- **Aim of the task**
Skip every picture, and output exactly the lines starting at the one with "Please point out the distant bird" and running through the last line of the material below.

- **Supplied data**
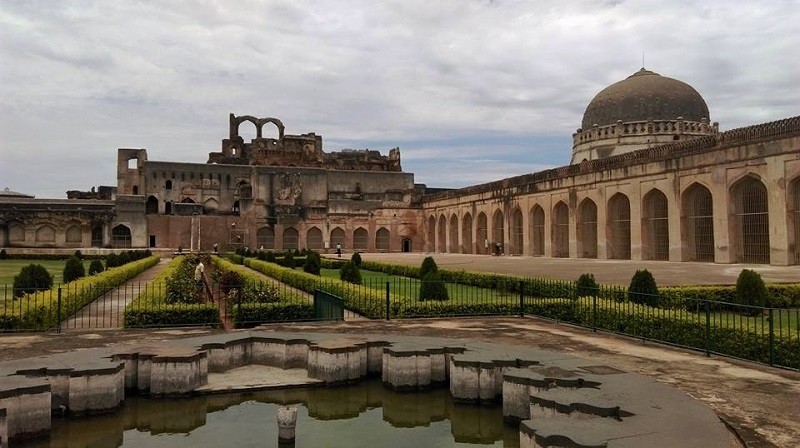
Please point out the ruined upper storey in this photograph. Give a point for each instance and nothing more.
(304, 150)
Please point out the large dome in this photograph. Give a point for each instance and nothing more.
(643, 96)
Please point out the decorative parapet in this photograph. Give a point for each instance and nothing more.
(788, 127)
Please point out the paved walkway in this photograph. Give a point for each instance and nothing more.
(108, 311)
(612, 272)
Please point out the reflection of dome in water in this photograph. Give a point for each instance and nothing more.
(643, 96)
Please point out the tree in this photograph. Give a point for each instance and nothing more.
(751, 291)
(33, 277)
(643, 288)
(96, 267)
(73, 270)
(349, 272)
(312, 263)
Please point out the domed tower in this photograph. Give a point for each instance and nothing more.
(643, 110)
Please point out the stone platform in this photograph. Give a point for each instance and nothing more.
(556, 399)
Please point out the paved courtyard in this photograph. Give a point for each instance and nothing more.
(615, 272)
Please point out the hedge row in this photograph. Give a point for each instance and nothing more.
(363, 300)
(39, 311)
(290, 306)
(150, 309)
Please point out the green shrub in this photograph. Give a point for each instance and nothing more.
(96, 267)
(73, 270)
(750, 290)
(312, 263)
(428, 266)
(33, 277)
(586, 285)
(643, 288)
(288, 260)
(350, 273)
(432, 288)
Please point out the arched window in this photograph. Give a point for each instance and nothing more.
(516, 232)
(537, 230)
(454, 234)
(560, 243)
(360, 239)
(466, 235)
(151, 206)
(314, 238)
(697, 223)
(290, 237)
(619, 225)
(750, 221)
(431, 234)
(587, 229)
(498, 232)
(382, 240)
(655, 226)
(121, 236)
(265, 237)
(482, 234)
(441, 235)
(337, 237)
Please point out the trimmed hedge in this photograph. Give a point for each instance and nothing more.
(39, 311)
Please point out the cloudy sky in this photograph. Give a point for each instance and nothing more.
(471, 91)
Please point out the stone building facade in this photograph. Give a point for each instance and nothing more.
(651, 178)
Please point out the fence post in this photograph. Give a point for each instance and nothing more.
(771, 340)
(708, 328)
(387, 301)
(58, 312)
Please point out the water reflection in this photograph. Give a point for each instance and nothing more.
(148, 422)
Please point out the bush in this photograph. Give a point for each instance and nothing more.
(350, 273)
(73, 270)
(312, 263)
(288, 260)
(33, 277)
(750, 290)
(428, 266)
(96, 267)
(433, 288)
(586, 285)
(643, 288)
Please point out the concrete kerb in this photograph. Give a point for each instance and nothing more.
(610, 404)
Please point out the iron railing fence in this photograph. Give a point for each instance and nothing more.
(762, 334)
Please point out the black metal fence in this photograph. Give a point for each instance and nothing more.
(766, 335)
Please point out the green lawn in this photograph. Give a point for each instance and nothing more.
(409, 287)
(10, 268)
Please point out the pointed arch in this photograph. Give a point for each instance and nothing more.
(453, 230)
(482, 236)
(314, 238)
(290, 238)
(467, 246)
(537, 230)
(587, 229)
(697, 223)
(360, 239)
(441, 235)
(560, 230)
(619, 227)
(265, 237)
(655, 226)
(382, 240)
(750, 219)
(517, 229)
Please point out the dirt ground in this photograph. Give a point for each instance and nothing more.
(762, 404)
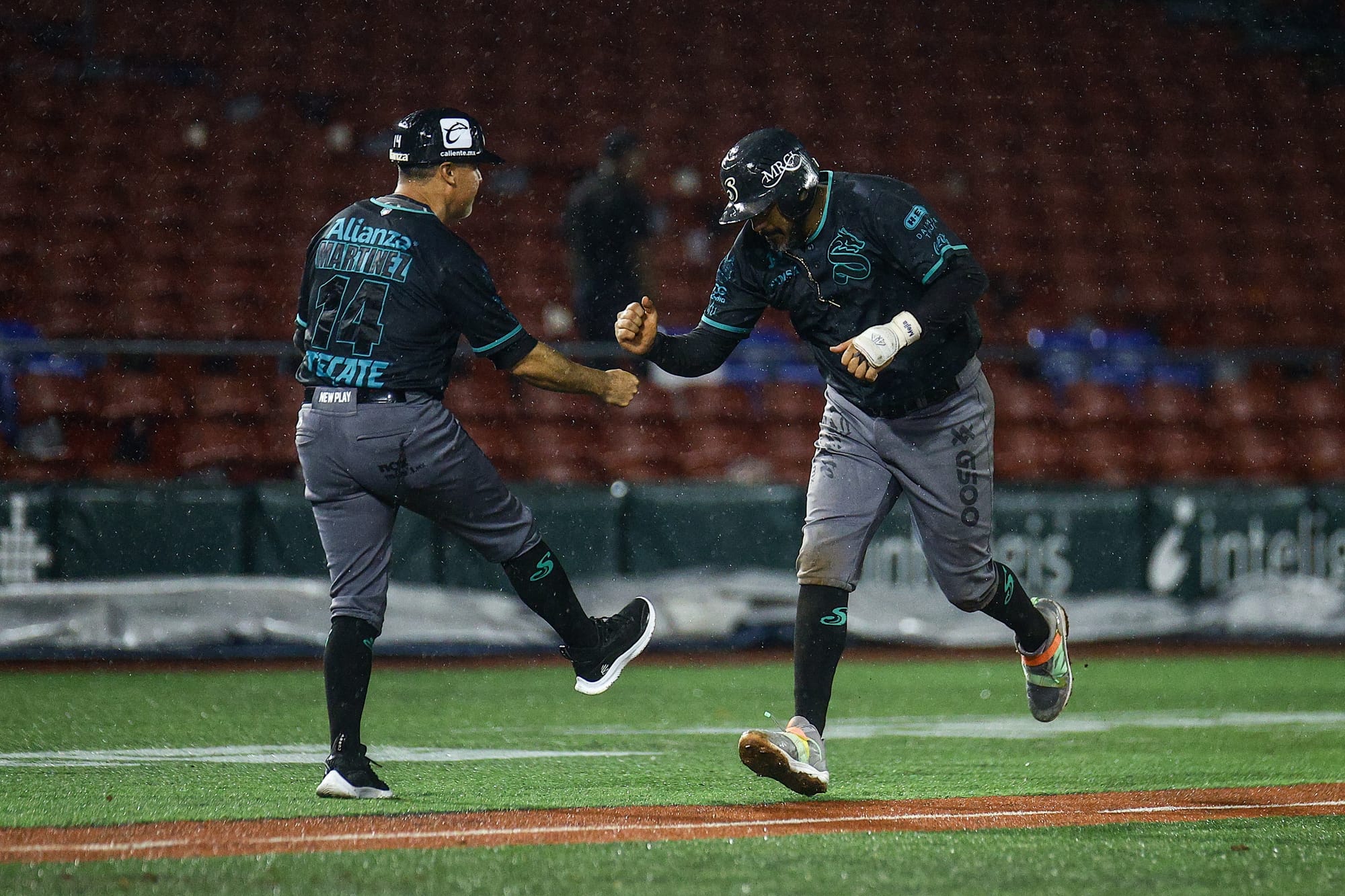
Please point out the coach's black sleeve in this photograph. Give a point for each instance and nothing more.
(695, 354)
(953, 291)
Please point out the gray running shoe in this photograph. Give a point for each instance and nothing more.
(622, 638)
(350, 775)
(793, 756)
(1050, 678)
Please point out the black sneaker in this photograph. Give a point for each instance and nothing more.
(621, 639)
(350, 775)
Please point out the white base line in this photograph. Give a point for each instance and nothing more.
(592, 829)
(1223, 807)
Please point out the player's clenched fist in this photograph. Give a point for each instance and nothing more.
(870, 353)
(622, 386)
(637, 326)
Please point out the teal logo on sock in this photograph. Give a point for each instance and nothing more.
(836, 618)
(544, 568)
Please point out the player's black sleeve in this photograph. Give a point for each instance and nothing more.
(952, 292)
(474, 304)
(695, 354)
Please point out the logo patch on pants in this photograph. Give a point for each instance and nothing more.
(544, 568)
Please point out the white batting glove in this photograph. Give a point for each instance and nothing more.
(880, 345)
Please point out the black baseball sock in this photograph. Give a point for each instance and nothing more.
(1011, 604)
(820, 631)
(541, 581)
(348, 663)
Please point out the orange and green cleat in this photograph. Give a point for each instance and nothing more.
(1050, 678)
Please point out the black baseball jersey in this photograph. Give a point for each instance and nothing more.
(874, 255)
(388, 290)
(605, 221)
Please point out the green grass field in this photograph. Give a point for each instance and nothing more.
(899, 729)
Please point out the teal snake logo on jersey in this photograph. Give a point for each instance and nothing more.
(848, 263)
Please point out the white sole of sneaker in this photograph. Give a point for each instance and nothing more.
(1070, 688)
(337, 786)
(766, 759)
(619, 663)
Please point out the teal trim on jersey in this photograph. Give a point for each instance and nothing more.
(388, 205)
(827, 209)
(501, 341)
(939, 264)
(726, 327)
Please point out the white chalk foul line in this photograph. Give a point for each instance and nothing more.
(656, 826)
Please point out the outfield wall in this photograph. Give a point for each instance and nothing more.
(190, 568)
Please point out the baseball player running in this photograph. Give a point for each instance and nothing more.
(388, 290)
(883, 294)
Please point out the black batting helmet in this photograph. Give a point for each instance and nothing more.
(765, 167)
(427, 136)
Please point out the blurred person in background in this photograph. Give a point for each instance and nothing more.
(606, 225)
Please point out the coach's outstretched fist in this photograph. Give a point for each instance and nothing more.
(637, 326)
(622, 386)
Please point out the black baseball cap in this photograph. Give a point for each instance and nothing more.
(619, 143)
(428, 136)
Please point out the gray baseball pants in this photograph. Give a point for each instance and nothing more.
(942, 458)
(364, 462)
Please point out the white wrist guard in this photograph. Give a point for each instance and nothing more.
(880, 345)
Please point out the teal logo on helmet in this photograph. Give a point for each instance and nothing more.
(544, 568)
(847, 257)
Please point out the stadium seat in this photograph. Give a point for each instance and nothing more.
(481, 399)
(636, 451)
(711, 448)
(138, 395)
(1090, 404)
(1242, 404)
(1258, 455)
(1108, 455)
(1022, 403)
(790, 448)
(1323, 454)
(714, 403)
(1031, 454)
(1316, 401)
(1180, 454)
(213, 444)
(790, 403)
(1169, 404)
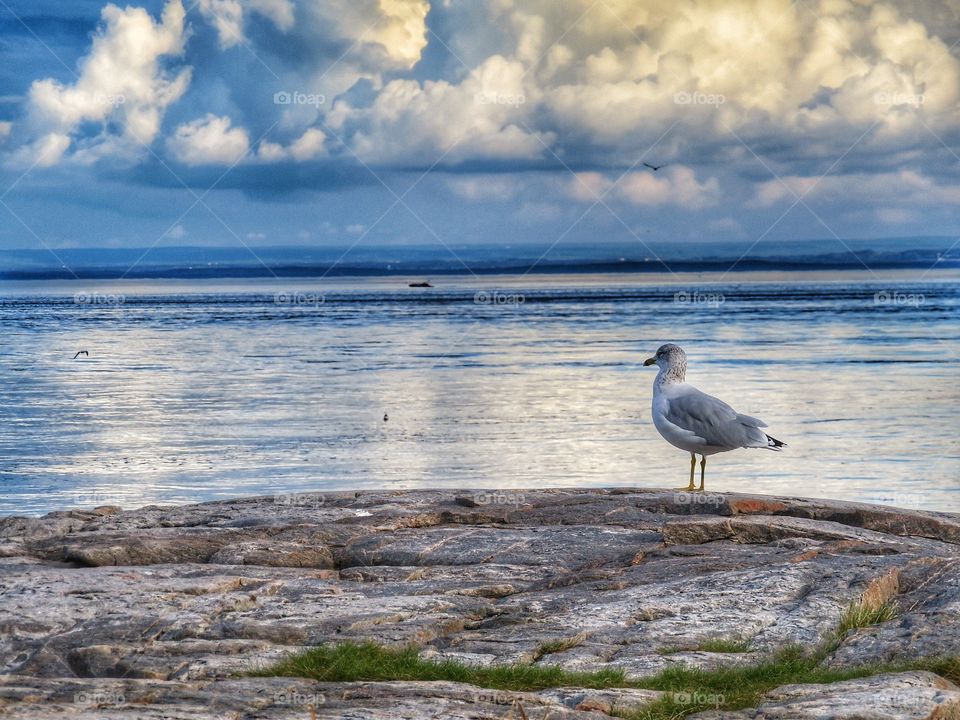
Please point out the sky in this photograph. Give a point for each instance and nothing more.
(346, 122)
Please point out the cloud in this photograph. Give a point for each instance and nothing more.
(676, 185)
(309, 146)
(486, 187)
(122, 86)
(436, 121)
(176, 232)
(209, 141)
(905, 188)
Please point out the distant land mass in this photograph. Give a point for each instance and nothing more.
(368, 260)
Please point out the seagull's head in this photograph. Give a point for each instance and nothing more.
(669, 357)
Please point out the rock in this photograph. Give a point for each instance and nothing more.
(897, 696)
(167, 606)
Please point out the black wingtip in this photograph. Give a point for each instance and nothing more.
(774, 443)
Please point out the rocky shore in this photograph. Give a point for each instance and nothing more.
(160, 612)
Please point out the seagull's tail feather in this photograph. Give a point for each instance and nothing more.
(774, 444)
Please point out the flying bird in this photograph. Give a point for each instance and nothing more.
(696, 422)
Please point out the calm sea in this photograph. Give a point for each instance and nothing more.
(202, 391)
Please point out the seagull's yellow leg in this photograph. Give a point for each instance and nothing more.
(693, 465)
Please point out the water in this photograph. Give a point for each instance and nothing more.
(203, 391)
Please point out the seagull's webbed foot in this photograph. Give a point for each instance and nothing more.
(693, 464)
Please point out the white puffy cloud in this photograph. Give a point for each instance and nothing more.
(121, 84)
(209, 141)
(309, 146)
(484, 116)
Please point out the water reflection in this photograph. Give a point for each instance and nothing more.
(193, 396)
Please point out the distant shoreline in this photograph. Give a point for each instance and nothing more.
(668, 269)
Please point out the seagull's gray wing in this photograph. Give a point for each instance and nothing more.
(713, 420)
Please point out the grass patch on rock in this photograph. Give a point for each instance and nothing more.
(861, 615)
(347, 662)
(686, 689)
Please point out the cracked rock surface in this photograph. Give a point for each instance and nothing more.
(157, 612)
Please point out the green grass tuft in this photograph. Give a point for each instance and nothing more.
(858, 615)
(368, 661)
(686, 689)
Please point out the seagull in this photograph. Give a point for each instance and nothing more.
(696, 422)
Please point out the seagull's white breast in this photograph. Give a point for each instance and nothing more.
(673, 434)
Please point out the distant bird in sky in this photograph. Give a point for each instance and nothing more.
(696, 422)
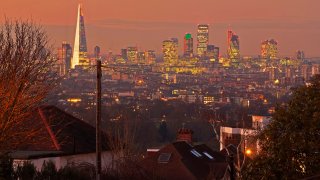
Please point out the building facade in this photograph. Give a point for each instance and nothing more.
(202, 39)
(233, 50)
(269, 49)
(80, 43)
(188, 45)
(170, 51)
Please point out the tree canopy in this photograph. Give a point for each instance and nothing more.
(290, 144)
(26, 76)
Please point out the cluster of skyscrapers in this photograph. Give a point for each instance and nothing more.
(193, 52)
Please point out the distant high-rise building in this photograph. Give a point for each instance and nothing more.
(306, 72)
(233, 47)
(64, 58)
(210, 51)
(170, 51)
(150, 56)
(80, 42)
(300, 55)
(124, 54)
(315, 69)
(141, 57)
(97, 52)
(213, 53)
(202, 39)
(269, 49)
(132, 54)
(216, 53)
(188, 45)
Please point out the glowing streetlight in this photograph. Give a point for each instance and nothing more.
(248, 152)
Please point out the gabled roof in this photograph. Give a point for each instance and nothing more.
(186, 162)
(60, 131)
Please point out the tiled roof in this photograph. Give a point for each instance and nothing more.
(60, 131)
(186, 162)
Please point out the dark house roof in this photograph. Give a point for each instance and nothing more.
(180, 160)
(60, 131)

- **Task response**
Please point out the distant bird in sky in this photograph. Give a point for each instance and nothing more.
(696, 422)
Please point out the building facade in this photograph. Give a point for each instance and nothing more.
(202, 39)
(233, 50)
(269, 49)
(80, 43)
(188, 45)
(170, 51)
Please point out the tree canopy in this photograph. Give a point for each instance and nothing more.
(290, 144)
(26, 76)
Please point out the cluster of skyscrapers in this photograph. Give a point for each instance and nothing more.
(193, 52)
Please point out the distant high-rise building in this photograph. Give a point for each instance and nothing more.
(306, 72)
(233, 47)
(64, 58)
(210, 51)
(170, 51)
(150, 56)
(80, 42)
(300, 55)
(124, 54)
(315, 69)
(141, 57)
(97, 52)
(213, 53)
(202, 39)
(269, 49)
(132, 54)
(216, 53)
(188, 45)
Please point out the glowing streetlight in this photograph. Give a point for each instance and nothing more.
(248, 152)
Please point out the gabled roof in this photograph. Give a point for each instance and nothing more.
(186, 162)
(60, 131)
Please point out the tiled roof in this photograph. Give a point for each instance and nothing more.
(60, 131)
(186, 162)
Please point out the dark house roof in this photograph. Give a point for each instance and nothing more.
(180, 160)
(60, 131)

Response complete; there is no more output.